Exercise details: From the line containing "Please tag the bearded" to the last line of the records below, retype every line exactly and output nothing else.

Dataset records:
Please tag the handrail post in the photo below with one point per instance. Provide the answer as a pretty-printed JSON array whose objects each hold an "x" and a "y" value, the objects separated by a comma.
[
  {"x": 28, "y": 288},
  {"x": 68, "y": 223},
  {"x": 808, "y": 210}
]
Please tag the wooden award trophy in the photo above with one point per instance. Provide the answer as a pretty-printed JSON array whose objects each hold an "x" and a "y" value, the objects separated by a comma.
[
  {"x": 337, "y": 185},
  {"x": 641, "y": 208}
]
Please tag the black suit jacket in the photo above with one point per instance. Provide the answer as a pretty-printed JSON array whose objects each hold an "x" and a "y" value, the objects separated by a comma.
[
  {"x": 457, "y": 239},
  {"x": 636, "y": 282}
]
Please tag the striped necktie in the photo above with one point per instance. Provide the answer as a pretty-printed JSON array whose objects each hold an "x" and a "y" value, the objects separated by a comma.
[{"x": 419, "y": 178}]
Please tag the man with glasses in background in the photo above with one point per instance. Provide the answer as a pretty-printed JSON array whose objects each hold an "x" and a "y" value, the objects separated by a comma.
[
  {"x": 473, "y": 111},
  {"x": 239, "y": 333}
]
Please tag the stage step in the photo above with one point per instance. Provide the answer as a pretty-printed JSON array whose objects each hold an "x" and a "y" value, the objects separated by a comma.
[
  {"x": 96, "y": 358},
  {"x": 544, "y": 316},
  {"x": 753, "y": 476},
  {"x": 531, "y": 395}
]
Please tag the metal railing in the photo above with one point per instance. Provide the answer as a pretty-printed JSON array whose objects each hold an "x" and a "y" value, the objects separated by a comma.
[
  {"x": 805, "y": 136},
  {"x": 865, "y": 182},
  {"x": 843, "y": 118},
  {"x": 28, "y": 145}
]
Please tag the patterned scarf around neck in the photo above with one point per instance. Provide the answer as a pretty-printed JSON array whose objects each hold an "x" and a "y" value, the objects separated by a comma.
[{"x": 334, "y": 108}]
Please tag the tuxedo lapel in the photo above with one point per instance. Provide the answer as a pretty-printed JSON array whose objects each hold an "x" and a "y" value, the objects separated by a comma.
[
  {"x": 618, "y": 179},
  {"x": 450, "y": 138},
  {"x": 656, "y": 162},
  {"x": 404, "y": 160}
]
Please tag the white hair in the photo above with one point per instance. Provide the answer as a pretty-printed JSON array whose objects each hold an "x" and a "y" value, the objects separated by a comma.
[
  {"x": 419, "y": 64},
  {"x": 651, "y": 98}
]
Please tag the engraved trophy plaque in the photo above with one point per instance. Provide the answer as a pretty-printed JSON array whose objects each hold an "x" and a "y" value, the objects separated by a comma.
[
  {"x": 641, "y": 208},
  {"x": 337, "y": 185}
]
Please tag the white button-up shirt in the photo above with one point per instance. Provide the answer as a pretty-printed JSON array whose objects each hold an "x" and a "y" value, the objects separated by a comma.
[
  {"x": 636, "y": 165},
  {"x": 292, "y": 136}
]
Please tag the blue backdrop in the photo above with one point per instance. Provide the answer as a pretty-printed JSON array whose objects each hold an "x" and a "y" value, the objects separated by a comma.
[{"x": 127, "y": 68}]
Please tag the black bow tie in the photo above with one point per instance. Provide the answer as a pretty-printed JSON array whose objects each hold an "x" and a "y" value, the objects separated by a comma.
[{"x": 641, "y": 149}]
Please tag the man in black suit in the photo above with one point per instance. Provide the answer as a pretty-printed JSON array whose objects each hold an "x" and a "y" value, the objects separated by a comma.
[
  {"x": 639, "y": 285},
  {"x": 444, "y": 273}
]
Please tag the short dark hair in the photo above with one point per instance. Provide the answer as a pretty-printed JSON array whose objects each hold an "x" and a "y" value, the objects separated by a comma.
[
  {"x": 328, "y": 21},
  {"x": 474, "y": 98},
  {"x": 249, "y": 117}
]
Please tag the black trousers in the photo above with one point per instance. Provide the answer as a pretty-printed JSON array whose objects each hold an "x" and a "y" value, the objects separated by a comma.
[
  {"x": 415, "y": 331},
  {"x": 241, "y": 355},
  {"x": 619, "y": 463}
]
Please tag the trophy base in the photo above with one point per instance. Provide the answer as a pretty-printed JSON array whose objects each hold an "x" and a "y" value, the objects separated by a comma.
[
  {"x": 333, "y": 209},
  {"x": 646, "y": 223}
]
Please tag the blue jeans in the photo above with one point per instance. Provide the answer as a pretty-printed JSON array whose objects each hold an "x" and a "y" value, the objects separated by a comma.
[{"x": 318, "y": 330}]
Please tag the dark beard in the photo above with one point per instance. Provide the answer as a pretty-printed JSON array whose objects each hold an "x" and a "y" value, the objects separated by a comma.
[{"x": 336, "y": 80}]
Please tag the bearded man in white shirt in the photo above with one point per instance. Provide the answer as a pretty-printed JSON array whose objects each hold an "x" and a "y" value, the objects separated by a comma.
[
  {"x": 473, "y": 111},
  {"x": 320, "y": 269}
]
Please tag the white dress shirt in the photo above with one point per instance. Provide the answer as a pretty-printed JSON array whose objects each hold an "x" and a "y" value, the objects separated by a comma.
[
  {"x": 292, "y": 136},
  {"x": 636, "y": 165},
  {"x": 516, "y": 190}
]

Response to this exercise:
Please tag the bearded man in white shirt in the photo above with one point per instance. Provide the answer as a pretty-printed JSON array whose objects each hold an "x" and a "y" value, the objects separated by a comma.
[
  {"x": 473, "y": 111},
  {"x": 320, "y": 269}
]
Please tag the white dress shirt in the photo above with one point per instance. Provide the answer as a pretty-printed JSON array whose objects each hold an "x" and a "y" value, the objects separated by a comma.
[
  {"x": 292, "y": 136},
  {"x": 636, "y": 165},
  {"x": 516, "y": 190}
]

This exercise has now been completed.